▼

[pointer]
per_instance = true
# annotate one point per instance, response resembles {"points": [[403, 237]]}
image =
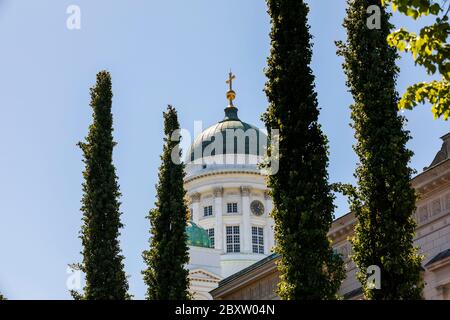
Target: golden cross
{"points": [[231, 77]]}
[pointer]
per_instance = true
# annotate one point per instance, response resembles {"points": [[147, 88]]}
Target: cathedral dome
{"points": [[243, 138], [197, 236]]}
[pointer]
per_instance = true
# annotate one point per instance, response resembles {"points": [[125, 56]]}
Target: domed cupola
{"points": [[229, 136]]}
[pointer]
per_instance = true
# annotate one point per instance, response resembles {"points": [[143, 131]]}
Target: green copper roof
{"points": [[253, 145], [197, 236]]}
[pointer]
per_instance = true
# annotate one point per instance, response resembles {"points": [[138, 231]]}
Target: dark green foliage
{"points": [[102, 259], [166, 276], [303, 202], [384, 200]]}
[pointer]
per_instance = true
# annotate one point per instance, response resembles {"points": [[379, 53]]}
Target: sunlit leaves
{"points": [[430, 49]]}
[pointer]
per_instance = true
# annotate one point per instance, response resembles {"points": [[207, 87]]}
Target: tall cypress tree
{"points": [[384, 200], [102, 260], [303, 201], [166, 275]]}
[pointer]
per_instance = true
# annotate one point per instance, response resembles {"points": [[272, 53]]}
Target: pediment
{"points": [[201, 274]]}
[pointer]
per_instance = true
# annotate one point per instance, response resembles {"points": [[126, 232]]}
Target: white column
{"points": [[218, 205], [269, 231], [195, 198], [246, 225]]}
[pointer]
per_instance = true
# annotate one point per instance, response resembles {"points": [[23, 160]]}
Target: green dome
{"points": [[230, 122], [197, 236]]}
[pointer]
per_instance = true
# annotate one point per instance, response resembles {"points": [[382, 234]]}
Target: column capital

▲
▼

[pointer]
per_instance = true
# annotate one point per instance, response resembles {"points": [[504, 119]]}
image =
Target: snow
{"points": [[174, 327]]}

▲
▼

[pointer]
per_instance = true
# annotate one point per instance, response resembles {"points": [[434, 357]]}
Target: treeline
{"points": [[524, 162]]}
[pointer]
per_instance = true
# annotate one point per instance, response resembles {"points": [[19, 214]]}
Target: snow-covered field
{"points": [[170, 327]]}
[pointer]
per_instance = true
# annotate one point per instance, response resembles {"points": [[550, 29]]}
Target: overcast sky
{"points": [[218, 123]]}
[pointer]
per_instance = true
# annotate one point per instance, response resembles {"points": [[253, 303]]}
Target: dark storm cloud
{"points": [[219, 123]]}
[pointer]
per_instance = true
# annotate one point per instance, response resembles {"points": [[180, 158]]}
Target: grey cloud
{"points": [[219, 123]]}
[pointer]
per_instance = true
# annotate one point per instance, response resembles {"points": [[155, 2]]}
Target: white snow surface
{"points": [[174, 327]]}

▲

Directions for this task: Pull out every line above that contains the string "green", treating uppercase and lowercase as different.

Exercise solution:
Target: green copper roof
Target: dark green foliage
Target: green dome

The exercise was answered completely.